-- Text follows --
Causes of High Blood Pressure

Hypertension is one of the most common diseases because of poor lifestyle, almost suffered by every 3rd person we meet.The fact is that in 90% patients there is no known cause for hypertension and this makes it even more important to be alert.

Currently, estimates put the incidence of hypertension to 20 to 40% in urban areas and 12 to 17% in rural areas of India.”

Reasons for high blood pressure

Based on its cause, hypertension is divided into 2 types

Primary hypertension:

For many people there is no definite cause of high blood pressure. It is also known as essential hypertension.

Secondary hypertension:

A small group of patients with high blood pressure have what is called secondary hypertension, in which the high blood pressure is the result of another condition or illness, such as kidney diseases, disorders of the thyroid, pituitary or adrenal glands, pregnancy, obesity and sleep disorders and adverse effects of medicines.

There is no exact cause of high blood pressure, but there are various factors and conditions which develop hypertension.

  • Age: The older you are the higher your risk of having high blood pressure.
  • Family: If you have close family members with hypertension, your chances of developing it are significantly higher. as you get older, the effects of an unhealthy lifestyle can build up and your blood pressure can increase.
  • Overweight/Obesity: Overweight refers to having extra body weight from muscle, bone, fat and/or water. Obesity tends to refer just to having a high amount of extra body fat. Both overweight and obese people are more likely to develop high blood pressure, compared to people of normal weight.
  • Gender: High blood pressure is more common among adult men than adult women.
  • Lack of exercise: Having a sedentary lifestyle (physical inactivity) raises the risk of hypertension.
  • Smoking: Smoking causes the blood vessels to narrow, resulting in higher blood pressure. Smoking also reduces the blood’s oxygen content so the heart has to pump faster in order to compensate, causing a rise in blood pressure.
-- Text concluded --
-- Provided data follows --
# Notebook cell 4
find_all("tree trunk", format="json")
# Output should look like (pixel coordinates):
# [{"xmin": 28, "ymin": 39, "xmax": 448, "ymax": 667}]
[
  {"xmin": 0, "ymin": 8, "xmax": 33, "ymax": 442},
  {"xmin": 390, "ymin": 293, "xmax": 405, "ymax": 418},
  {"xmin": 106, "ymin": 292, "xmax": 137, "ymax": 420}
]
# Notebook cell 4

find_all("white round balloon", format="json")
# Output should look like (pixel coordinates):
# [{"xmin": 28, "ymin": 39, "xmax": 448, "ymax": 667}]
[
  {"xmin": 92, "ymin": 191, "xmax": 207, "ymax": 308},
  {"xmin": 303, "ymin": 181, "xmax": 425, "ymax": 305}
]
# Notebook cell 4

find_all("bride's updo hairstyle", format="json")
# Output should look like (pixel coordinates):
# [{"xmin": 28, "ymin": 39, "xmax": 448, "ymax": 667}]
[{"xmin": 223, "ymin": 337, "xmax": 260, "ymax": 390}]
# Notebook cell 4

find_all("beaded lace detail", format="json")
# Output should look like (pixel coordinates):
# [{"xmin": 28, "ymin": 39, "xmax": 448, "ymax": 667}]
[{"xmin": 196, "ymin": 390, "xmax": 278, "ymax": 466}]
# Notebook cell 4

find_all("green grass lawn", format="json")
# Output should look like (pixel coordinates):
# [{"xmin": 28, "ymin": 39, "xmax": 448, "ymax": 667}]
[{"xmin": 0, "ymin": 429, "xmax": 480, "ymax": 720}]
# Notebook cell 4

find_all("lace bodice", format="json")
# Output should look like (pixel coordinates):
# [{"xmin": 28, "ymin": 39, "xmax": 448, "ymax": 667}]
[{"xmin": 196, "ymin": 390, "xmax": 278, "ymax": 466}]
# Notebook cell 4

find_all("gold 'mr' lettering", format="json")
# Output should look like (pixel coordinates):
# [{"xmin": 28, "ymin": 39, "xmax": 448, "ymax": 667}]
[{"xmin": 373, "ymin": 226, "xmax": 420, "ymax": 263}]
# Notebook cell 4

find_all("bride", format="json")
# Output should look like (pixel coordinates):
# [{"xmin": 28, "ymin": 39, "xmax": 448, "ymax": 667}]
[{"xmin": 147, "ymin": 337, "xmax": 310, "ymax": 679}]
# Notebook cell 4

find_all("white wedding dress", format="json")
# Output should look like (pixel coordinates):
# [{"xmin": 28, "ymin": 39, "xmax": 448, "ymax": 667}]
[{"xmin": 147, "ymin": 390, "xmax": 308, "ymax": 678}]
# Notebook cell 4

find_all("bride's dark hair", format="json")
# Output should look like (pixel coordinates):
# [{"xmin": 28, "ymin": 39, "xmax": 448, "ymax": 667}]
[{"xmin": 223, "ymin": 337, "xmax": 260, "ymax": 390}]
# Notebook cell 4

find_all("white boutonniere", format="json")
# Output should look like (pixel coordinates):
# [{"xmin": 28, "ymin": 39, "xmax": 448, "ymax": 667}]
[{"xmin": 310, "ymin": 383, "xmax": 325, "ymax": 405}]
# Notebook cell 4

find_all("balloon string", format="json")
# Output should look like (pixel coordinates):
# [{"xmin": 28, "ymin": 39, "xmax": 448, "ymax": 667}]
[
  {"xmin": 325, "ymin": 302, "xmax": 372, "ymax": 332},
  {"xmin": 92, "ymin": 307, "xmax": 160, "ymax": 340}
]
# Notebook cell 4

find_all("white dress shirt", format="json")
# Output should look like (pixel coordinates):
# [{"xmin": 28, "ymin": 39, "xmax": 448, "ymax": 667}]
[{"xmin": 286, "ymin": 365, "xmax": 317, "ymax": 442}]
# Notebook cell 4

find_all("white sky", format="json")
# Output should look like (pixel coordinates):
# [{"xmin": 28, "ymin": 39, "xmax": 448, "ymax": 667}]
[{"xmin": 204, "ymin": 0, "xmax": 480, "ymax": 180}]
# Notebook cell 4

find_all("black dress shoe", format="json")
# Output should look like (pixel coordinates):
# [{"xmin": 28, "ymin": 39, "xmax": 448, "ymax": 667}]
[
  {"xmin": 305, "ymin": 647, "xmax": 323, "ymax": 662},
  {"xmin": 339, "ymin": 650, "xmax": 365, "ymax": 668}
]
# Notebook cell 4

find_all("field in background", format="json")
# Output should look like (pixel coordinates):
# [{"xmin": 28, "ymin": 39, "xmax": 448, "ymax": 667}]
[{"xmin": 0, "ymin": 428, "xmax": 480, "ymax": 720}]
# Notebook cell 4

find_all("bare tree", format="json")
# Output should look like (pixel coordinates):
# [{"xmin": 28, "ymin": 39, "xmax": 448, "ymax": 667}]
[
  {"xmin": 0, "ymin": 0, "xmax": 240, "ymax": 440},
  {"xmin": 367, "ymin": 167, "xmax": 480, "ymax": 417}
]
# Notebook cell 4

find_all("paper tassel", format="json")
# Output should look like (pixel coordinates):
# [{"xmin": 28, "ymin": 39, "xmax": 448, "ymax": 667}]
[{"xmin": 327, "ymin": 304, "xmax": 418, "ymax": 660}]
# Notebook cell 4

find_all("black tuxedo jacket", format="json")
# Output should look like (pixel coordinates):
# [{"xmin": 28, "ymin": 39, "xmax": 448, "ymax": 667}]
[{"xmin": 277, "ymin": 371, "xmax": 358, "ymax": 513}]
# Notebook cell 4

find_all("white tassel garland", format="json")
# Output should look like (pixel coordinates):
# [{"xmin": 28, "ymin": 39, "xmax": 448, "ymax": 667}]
-- Provided data concluded --
[Activity A]: In the text on the causes of high blood pressure, what other name is given for primary hypertension?
[Activity B]: Carry on with the text on the causes of high blood pressure, picking up after its final sentence.

[Answer area A]: Primary hypertension is also known as essential hypertension.

[Answer area B]:
  • Alcohol intake: Drinking too much alcohol can raise blood pressure to unhealthy levels. Alcohol contains calories and may lead unwanted weight gain, a risk factor for high blood pressure. Also, alcohol can alter the effectiveness and increase the side effects of some blood pressure medications.
  • High salt intake: Eating salt raises the amount of sodium in your bloodstream and wrecks the delicate balance, reducing the ability of your kidneys to remove the water. The result is a higher blood pressure due to the extra fluid and extra strain on the delicate blood vessels leading to the kidneys.
  • High fat diet: Fats sourced from plants, such as avocados, nuts, olive oil, etc., as well as omega oils which are common in some types of fish, are good for you – while, saturated fats which are common in animal sourced foods, as well as trans fats are bad for you.
  • Mental stress: Our body produces a storm of hormones when we are in a stressful situation. These hormones temporarily increase blood pressure by causing your heart to beat faster and blood vessels to narrow.
  • Underlying causes: Medical conditions that can cause high blood pressure such as chronic kidney disease, sleep apnea, thyroid problems, or certain tumors. This happens because these other conditions change the way your body controls fluids, sodium, and hormones in your blood, which leads to secondary high blood pressure.
  • Pregnancy: Pregnant women have a higher risk of developing hypertension than women of the same age who are not pregnant. It is the most common medical problem encountered during pregnancy, complicating 2% to 3% of all pregnancies.
  • Medications: Prescription medicines such as asthma, birth control pills and over-the-counter medicines such as cold relief medicines may cause this form of high blood pressure. This happens because medicines can change the way your body controls fluid and salt balances, cause your blood vessels to constrict leading to high blood pressure.